Retype the records below word for word, changing nothing.
# START OF Record list
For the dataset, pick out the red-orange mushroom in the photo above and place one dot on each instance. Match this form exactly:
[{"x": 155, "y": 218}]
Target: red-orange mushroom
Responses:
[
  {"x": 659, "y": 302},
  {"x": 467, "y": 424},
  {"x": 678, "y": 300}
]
# END OF Record list
Finished answer
For the dataset, pick out the red-orange mushroom in the photo above and place one dot on each instance. Match this form exactly:
[{"x": 155, "y": 218}]
Target: red-orange mushroom
Responses:
[
  {"x": 659, "y": 302},
  {"x": 467, "y": 424},
  {"x": 678, "y": 300}
]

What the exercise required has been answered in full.